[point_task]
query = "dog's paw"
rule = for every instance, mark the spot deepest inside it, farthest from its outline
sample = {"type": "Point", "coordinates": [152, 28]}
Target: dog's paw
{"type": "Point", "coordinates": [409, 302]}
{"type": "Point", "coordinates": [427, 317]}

(Requirements)
Rewrite the items above, changing every "dog's paw" to "cat's paw" and leaving everything else in the lines as it is.

(Worked solution)
[point_task]
query = "cat's paw"
rule = for every instance, mark the spot deepest inside it, farthest from its outline
sample = {"type": "Point", "coordinates": [152, 28]}
Target: cat's paw
{"type": "Point", "coordinates": [409, 302]}
{"type": "Point", "coordinates": [427, 317]}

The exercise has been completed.